- Opening Delimiter -

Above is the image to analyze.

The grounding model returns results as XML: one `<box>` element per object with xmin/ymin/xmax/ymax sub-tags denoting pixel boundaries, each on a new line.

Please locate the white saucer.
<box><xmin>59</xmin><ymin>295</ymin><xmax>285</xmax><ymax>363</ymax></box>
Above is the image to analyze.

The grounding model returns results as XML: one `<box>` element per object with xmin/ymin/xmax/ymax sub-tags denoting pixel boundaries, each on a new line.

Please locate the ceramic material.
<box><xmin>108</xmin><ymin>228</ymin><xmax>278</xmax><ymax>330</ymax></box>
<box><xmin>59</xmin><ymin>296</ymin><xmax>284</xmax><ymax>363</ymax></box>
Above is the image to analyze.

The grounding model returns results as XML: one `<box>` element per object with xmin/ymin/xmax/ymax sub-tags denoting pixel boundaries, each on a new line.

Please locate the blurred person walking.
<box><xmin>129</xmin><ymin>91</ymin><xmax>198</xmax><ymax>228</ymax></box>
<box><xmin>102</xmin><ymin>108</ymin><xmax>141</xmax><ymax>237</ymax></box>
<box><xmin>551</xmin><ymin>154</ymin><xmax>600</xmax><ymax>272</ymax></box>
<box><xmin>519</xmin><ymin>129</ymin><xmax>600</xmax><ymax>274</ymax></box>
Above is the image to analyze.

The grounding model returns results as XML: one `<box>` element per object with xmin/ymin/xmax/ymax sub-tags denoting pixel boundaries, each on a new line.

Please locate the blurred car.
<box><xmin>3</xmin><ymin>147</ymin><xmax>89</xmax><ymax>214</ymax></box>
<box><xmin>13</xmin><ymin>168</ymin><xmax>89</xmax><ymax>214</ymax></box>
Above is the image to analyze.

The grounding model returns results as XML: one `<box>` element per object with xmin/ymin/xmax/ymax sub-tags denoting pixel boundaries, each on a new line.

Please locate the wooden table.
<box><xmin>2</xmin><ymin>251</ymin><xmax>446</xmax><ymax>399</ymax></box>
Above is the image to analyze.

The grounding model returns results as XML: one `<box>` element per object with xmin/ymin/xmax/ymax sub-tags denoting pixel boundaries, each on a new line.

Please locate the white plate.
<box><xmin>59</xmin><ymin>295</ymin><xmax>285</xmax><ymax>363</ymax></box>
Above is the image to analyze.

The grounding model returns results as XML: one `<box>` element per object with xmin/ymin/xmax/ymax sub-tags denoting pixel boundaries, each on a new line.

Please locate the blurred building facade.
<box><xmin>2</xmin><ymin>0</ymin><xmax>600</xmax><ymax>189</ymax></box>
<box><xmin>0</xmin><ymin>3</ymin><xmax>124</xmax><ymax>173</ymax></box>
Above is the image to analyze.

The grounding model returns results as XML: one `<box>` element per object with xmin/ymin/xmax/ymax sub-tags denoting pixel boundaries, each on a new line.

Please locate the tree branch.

- Closing Delimiter -

• _EXERCISE PROMPT_
The records above are to be reproduced exactly, with nothing left out.

• _EXERCISE SOLUTION_
Above is the image to analyze.

The grounding model returns results as XML: one `<box>` element per object with xmin/ymin/xmax/ymax sub-tags denoting pixel boundaries, each on a new line.

Please locate the white saucer.
<box><xmin>59</xmin><ymin>295</ymin><xmax>285</xmax><ymax>363</ymax></box>
Above is the image to analyze.

The grounding model returns results as XML: one `<box>` element per object with xmin/ymin/xmax/ymax sub-tags denoting pixel boundaries, each on a new line.

Please locate the ceramic material.
<box><xmin>108</xmin><ymin>228</ymin><xmax>278</xmax><ymax>330</ymax></box>
<box><xmin>59</xmin><ymin>296</ymin><xmax>284</xmax><ymax>363</ymax></box>
Above is the image to analyze.

The grounding model returns results as XML: one `<box>` element per object with xmin/ymin/xmax/ymax sub-tags denoting pixel boundaries, each on a new line.

Please locate the blurred person walking.
<box><xmin>129</xmin><ymin>91</ymin><xmax>198</xmax><ymax>228</ymax></box>
<box><xmin>102</xmin><ymin>108</ymin><xmax>141</xmax><ymax>237</ymax></box>
<box><xmin>551</xmin><ymin>154</ymin><xmax>600</xmax><ymax>272</ymax></box>
<box><xmin>519</xmin><ymin>129</ymin><xmax>600</xmax><ymax>274</ymax></box>
Above is the image to analyze.

The grounding model returns results as XML: one `<box>` element per object with xmin/ymin/xmax/ymax sub-tags denoting pixel boundaries, each on a new line.

Please locate the blurred car.
<box><xmin>3</xmin><ymin>147</ymin><xmax>89</xmax><ymax>214</ymax></box>
<box><xmin>13</xmin><ymin>168</ymin><xmax>89</xmax><ymax>214</ymax></box>
Above is the image to analyze.

The grounding model returns results as XML: one `<box>` element per object with xmin/ymin/xmax/ymax sub-tags denoting pixel boundaries, each on a new line.

Please locate the wooden table.
<box><xmin>2</xmin><ymin>251</ymin><xmax>446</xmax><ymax>399</ymax></box>
Above is the image to analyze.

The grounding model returns results as XML: one `<box>` element per object with xmin/ymin/xmax/ymax sub-tags denoting pixel boundaries, each on a new line.

Please locate the white plate.
<box><xmin>59</xmin><ymin>295</ymin><xmax>285</xmax><ymax>363</ymax></box>
Above is the image to analyze.

The grounding model returns results as XML: one `<box>` element per object with xmin/ymin/xmax/ymax sub-tags denoting pixel boundaries, each on a new line.

Please locate the blurred building facade.
<box><xmin>2</xmin><ymin>0</ymin><xmax>600</xmax><ymax>189</ymax></box>
<box><xmin>0</xmin><ymin>3</ymin><xmax>124</xmax><ymax>173</ymax></box>
Above is the image to analyze.

The grounding model returns results as XML: one `<box>` element per object with xmin/ymin/xmax/ymax sub-tags denoting pixel boundaries, each on a new line.

Please locate the tree branch.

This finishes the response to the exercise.